___ 阅读节选

Multiply Strings

Given two non-negative integers num1 and num2 represented as strings, return the product of num1 and num2.

Note:

• The length of both num1 and num2 is < 110.
• Both num1 and num2 contains only digits 0-9.
• Both num1 and num2 does not contain any leading zero.
• You must not use any built-in BigInteger library or convert the inputs to integer directly.

思路

• 与手动算乘法思想一致，利用每一轮乘法可以利用上一次乘法的结果int product = carry + result[i + j + 1] + (num1.charAt(i) - '0') * (num2.charAt(j) - '0');
• 需注意每一次外循环时，需要把carry清零
• 每一次内循环结束时，不要忘了最后一个carry
• 在去掉得到的String头部的0时，不要忘了处理答案是0的情况，k < result.length - 1，需要保留最后一位。
• 为了不超时，必须先用while去掉头部的0，再用for loop得到答案

class Solution {
    public String multiply(String num1, String num2) {
        int len1 = num1.length();
        int len2 = num2.length();
        int len3 = len1 + len2;
        
        int[] result = new int[len3];
        int carry = 0;
        int i = 0, j = 0;
        
        for (i = len1 -1; i >= 0; i--) {
            carry = 0;
            for (j = len2 - 1; j >= 0; j--) {
                int product = carry + result[i + j + 1] + (num1.charAt(i) - '0') * (num2.charAt(j) - '0');
                carry = product / 10;
                result[i + j + 1] = product % 10;
            }
            result[i + j + 1] = carry;
        }
        
        StringBuilder resultStr = new StringBuilder();
        int k = 0;
        //k < result.length - 1 为了保证 结果是0这样的数，不能把这个0去掉
        while (k < result.length - 1 && result[k] == 0) {
            k++;
        }
        
        for (; k < result.length; k++) {
            
                resultStr.append(String.valueOf(result[k]));
            
        }
        return resultStr.toString();
    }
}

______
___ 数据节选

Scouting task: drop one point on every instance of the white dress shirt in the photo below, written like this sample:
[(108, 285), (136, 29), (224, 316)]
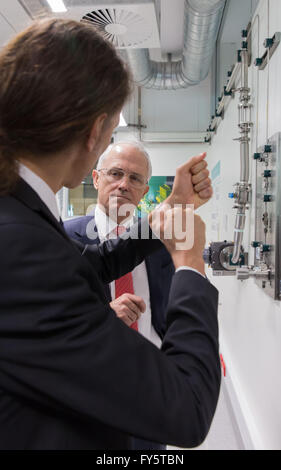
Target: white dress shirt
[(106, 229), (42, 189)]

______

任务目标:
根据上方讲字符串相乘的阅读节选，回答以下问题：
1. 题目的 Note 部分对 num1 和 num2 的长度有什么限制？
2. 思路部分提到，每一次外循环时需要对 carry 做什么？
3. 代码中 result 数组的长度 len3 是怎样算出来的？

作答结果:
1. 两者的长度都小于 110。
2. 需要把 carry 清零。
3. len3 等于 len1 加 len2，即 num1 与 num2 的长度之和。